__ANFORDERUNGEN DER ÜBUNG__.
Geben Sie sämtliche nachstehenden Einträge Zeile für Zeile vollständig und ohne jede Änderung wieder.

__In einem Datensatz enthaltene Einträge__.
▶
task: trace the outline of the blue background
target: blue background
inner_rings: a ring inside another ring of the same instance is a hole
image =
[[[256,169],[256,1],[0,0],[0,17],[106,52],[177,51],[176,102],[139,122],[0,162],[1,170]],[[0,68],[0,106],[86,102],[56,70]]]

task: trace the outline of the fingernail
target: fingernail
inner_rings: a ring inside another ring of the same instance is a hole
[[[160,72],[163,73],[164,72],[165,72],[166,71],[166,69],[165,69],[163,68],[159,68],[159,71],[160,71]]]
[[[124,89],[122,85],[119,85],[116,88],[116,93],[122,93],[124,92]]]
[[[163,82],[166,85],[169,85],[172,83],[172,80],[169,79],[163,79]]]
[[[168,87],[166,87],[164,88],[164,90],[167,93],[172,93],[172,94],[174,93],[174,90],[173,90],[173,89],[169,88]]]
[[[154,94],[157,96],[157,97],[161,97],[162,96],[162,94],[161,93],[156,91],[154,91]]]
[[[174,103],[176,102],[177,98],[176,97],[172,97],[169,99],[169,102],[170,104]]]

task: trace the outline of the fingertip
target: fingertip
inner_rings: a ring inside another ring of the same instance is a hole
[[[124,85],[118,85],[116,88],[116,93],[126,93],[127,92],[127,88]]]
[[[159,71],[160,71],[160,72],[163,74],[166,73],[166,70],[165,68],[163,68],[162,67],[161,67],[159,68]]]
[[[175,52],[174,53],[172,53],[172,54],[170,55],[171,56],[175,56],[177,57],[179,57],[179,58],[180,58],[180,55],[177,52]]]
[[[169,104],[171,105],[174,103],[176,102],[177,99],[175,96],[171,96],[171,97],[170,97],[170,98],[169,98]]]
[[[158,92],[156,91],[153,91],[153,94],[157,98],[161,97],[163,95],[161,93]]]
◀
__ERGEBNIS DER ÜBUNG__.
task: trace the outline of the blue background
target: blue background
inner_rings: a ring inside another ring of the same instance is a hole
image =
[[[256,169],[256,1],[0,0],[0,17],[106,52],[177,51],[176,102],[139,122],[0,162],[1,170]],[[0,68],[0,106],[86,102],[56,70]]]

task: trace the outline of the fingernail
target: fingernail
inner_rings: a ring inside another ring of the same instance is a hole
[[[160,72],[163,73],[164,72],[165,72],[166,71],[166,69],[165,69],[163,68],[159,68],[159,71],[160,71]]]
[[[124,89],[122,85],[119,85],[116,88],[116,93],[122,93],[124,92]]]
[[[163,82],[166,85],[169,85],[172,83],[172,80],[169,79],[163,79]]]
[[[168,87],[166,87],[164,88],[164,90],[167,93],[172,93],[172,94],[174,93],[174,90],[173,90],[173,89],[169,88]]]
[[[154,94],[157,96],[157,97],[161,97],[162,96],[162,94],[161,93],[156,91],[154,91]]]
[[[174,103],[176,102],[177,98],[176,97],[172,97],[169,99],[169,102],[170,104]]]

task: trace the outline of the fingertip
target: fingertip
inner_rings: a ring inside another ring of the same instance is a hole
[[[124,85],[118,85],[116,88],[116,93],[126,93],[127,92],[127,88]]]
[[[159,71],[160,71],[160,72],[163,74],[166,73],[166,70],[165,68],[163,68],[162,67],[161,67],[159,68]]]
[[[175,52],[174,53],[172,53],[172,54],[170,55],[171,56],[175,56],[177,57],[179,57],[179,58],[180,58],[180,55],[177,52]]]
[[[169,104],[171,105],[174,103],[176,102],[177,99],[175,96],[171,96],[171,97],[170,97],[170,98],[169,98]]]
[[[158,92],[156,91],[153,91],[153,94],[157,98],[161,97],[163,95],[161,93]]]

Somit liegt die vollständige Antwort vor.